WORK TO COMPLETE: Copy every line of the data below without changing anything.

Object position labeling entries
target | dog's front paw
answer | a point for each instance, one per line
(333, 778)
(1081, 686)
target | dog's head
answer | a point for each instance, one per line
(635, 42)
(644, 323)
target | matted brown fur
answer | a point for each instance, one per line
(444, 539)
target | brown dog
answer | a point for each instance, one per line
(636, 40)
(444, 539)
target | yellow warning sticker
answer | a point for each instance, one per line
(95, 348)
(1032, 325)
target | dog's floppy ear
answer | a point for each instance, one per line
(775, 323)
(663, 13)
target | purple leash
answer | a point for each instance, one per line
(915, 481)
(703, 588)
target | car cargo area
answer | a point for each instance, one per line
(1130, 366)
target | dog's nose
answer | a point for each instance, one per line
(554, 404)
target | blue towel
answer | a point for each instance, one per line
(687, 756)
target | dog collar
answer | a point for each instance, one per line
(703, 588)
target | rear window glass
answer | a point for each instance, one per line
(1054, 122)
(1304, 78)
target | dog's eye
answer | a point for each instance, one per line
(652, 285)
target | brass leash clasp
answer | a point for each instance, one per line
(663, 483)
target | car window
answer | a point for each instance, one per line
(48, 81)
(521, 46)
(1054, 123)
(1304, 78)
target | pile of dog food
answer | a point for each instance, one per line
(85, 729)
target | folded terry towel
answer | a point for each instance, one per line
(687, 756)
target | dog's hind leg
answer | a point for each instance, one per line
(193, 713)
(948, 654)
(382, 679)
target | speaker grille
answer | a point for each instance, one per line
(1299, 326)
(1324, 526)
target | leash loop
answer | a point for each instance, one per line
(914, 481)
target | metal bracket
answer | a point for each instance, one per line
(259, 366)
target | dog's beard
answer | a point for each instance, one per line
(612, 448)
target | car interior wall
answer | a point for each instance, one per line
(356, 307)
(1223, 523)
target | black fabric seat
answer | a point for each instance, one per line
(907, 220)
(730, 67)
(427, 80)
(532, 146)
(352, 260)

RESPONSE FOR THIS EXERCISE:
target | dog's front paw
answer | a point for each instance, one per line
(333, 778)
(1081, 686)
target | dog's head
answer | a point for each instance, one per line
(635, 42)
(644, 323)
target | matted brown fur
answer | a point for each instance, one per line
(444, 539)
target | brown dog
answer | a point for each instance, one per line
(636, 40)
(444, 539)
target | yellow warning sticker
answer | a point for each instance, one per line
(95, 348)
(1032, 325)
target | dog's floppy ear
answer | a point for each instance, one per line
(775, 323)
(663, 13)
target | purple leash
answer | a point for each instance, one per line
(915, 481)
(703, 588)
target | car cargo area
answer | a point for each instance, one per line
(1130, 366)
target | dog's nose
answer | a point for each instance, one per line
(554, 404)
target | blue towel
answer | a point for each instance, one per line
(687, 756)
target | dog collar
answer | a point for each instance, one per line
(703, 588)
target | rear window glass
answer | a point for each instance, one per line
(1054, 122)
(1304, 78)
target | dog's eye
answer | a point for each instance, one per line
(652, 285)
target | brass leash clasp
answer | a point for each instance, one per line
(663, 483)
target | car window
answer | a point for each instance, one per line
(48, 81)
(521, 46)
(1054, 123)
(1304, 78)
target | pile of dog food
answer | a point for each instance, one per line
(85, 729)
target | folded terry towel
answer | a point for each instance, one per line
(687, 756)
target | dog's hind leg
answer | a point for each instance, one per line
(193, 713)
(948, 654)
(382, 679)
target | speaker grille
answer | a point for each instance, one per line
(1299, 326)
(1324, 526)
target | leash loop
answer | a point for each instance, one per line
(914, 481)
target | metal bracket
answer | a point for each instance, one per line
(259, 366)
target | dog's beard
answer | a point for each instance, one per line
(612, 448)
target | car interior wall
answer | a point for each instance, one per line
(356, 307)
(1223, 523)
target | black fabric seat
answer | a point for each instance, one per line
(907, 220)
(730, 67)
(427, 80)
(532, 146)
(352, 260)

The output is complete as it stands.